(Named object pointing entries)
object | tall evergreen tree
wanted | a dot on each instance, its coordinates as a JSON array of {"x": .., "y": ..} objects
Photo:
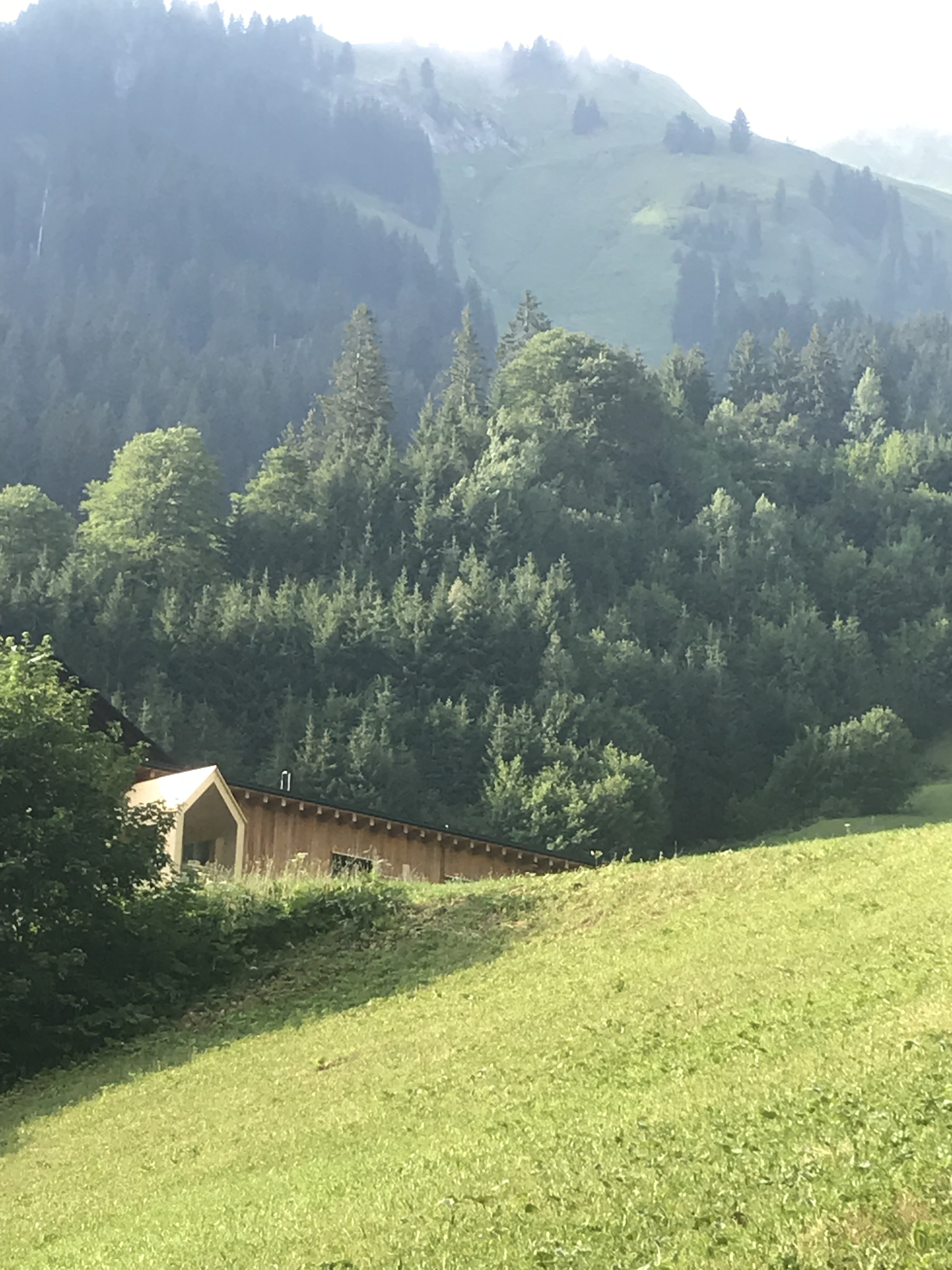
[
  {"x": 530, "y": 321},
  {"x": 749, "y": 374},
  {"x": 740, "y": 134},
  {"x": 360, "y": 404},
  {"x": 866, "y": 418}
]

Work instructions: Please rewrite the listing with "tall evergreen tree" replaced by "conifer", keeping everything else the same. Leave out the pictures.

Complete answer:
object | conifer
wanted | a dot on each instance, its coordinates as a JSON array of {"x": .., "y": ..} objects
Photo:
[
  {"x": 530, "y": 321},
  {"x": 749, "y": 374},
  {"x": 740, "y": 134},
  {"x": 360, "y": 404},
  {"x": 866, "y": 418}
]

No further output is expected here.